*Excerpt provided*.
========

# New To Black and White



## Jeatley (Dec 19, 2010)

Ok I have a few shots in black and white but this is the first that I like.  When I took it I kinda new I was going to try to make it black and white.   All thoughts welcome!  Thanks 









I was playing a round of golf with some friends and these tracks cross the course!  really nice place!


----------



## Jeatley (Dec 19, 2010)

This is the shot my friend wanted to hang on his wall!  He is happy!  Comments always welcome!  As he put it he wanted a long skinny shot of him looking out over the course! 

this is a Par 3


----------



## Frequency (Dec 19, 2010)

@1: I wonder where is the focal point in this image i wonder?  if the foreground is OOF it affects the quality of the image; it will be overlooked if there is some other powerful object to take our eyes to; i am afraid this lacks that; for instance imagine somebody walking towards you ...focus on him/her.... that definitely would work; experts will give their opinions, i expect; let us wait.

@2 The landscape is fine here; but was he standing there or pasted? i feel a mismatch there...not sure

Regards


----------



## Jeatley (Dec 20, 2010)

Well I just posted the second cause I like it.... Not BnW but yes he is really standing there.  


1st.  I understand about need a subject but I used the tracks as that.  A person in my opinion would ruin the shot.   I was going for more quiet and peaceful.   Please more opinions.  NEED TO LEARN MORE!


----------



## ann (Dec 20, 2010)

It is overexposed and out of focus. On my monitor nothing is sharp and all that blown out sky is drawing the eye in that direction. I am going to assume that you are using the rails as a leading line to draw us into the image, but are eye goes to the corner with all that white. It is the way our brain works.

What method did you use to convert this and why not burn in the whole right side of the photo?  There isn't a very long tonal range which is important with black and white images.


----------



## ayeelkay (Dec 20, 2010)

I do like the second photo you posted. However the first doesn't really do much for me. It seems a bit out of focus and the sky is way blown out.


----------



## Jeatley (Dec 22, 2010)

I guess I will have to try again at the black and white.  I just dont ever see myself doing a lot?   I wonder why?


----------



## ann (Dec 22, 2010)

Black and white is work, and it begins with learning to "see" in grayscale".

========

*Material*.
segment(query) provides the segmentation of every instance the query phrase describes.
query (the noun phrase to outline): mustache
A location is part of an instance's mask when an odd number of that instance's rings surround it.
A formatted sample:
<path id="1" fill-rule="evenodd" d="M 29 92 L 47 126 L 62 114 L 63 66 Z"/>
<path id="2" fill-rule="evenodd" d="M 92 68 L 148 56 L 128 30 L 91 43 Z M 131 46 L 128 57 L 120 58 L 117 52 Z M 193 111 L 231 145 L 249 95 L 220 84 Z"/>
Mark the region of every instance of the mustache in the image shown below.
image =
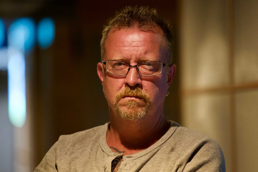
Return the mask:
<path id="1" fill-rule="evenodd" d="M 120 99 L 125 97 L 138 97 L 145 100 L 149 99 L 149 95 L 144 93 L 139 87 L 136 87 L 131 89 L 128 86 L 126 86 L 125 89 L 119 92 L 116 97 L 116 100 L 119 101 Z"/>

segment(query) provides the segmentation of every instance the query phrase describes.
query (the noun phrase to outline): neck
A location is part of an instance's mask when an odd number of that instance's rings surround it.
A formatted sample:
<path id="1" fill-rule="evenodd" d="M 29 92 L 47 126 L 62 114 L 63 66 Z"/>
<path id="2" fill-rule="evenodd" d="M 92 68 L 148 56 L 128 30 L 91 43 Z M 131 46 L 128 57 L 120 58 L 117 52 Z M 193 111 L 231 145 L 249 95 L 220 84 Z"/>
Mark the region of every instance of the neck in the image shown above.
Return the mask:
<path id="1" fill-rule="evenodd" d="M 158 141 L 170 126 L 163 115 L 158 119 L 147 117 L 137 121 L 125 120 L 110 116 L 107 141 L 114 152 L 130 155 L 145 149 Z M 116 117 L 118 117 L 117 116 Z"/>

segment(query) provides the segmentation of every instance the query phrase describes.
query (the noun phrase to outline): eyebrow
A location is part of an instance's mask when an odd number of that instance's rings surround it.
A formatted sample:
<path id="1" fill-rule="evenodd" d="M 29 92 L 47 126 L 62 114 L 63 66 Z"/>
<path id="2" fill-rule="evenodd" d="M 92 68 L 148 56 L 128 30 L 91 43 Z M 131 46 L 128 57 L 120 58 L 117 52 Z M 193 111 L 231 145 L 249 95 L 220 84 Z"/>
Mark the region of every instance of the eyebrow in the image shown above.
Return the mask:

========

*Work instructions*.
1. Say whether each statement agrees with the black-and-white forum thread. Answer yes or no, and quote the deciding words. (a) The friend wanted a long skinny shot of himself looking out over the course. (b) The second shot posted is in black and white. (c) Jeatley believes adding a person would improve the first shot.
2. Reproduce a passage from the black-and-white forum thread word for word. Start at the words "## ann (Dec 20, 2010)" and end after the words "way blown out.".

*Responses by task*.
1.
(a) Yes: "As he put it he wanted a long skinny shot of him looking out over the course!"
(b) No: "Not BnW but yes he is really standing there."
(c) No: "A person in my opinion would ruin the shot."

2.
## ann (Dec 20, 2010)

It is overexposed and out of focus. On my monitor nothing is sharp and all that blown out sky is drawing the eye in that direction. I am going to assume that you are using the rails as a leading line to draw us into the image, but are eye goes to the corner with all that white. It is the way our brain works.

What method did you use to convert this and why not burn in the whole right side of the photo?  There isn't a very long tonal range which is important with black and white images.


----------



## ayeelkay (Dec 20, 2010)

I do like the second photo you posted. However the first doesn't really do much for me. It seems a bit out of focus and the sky is way blown out.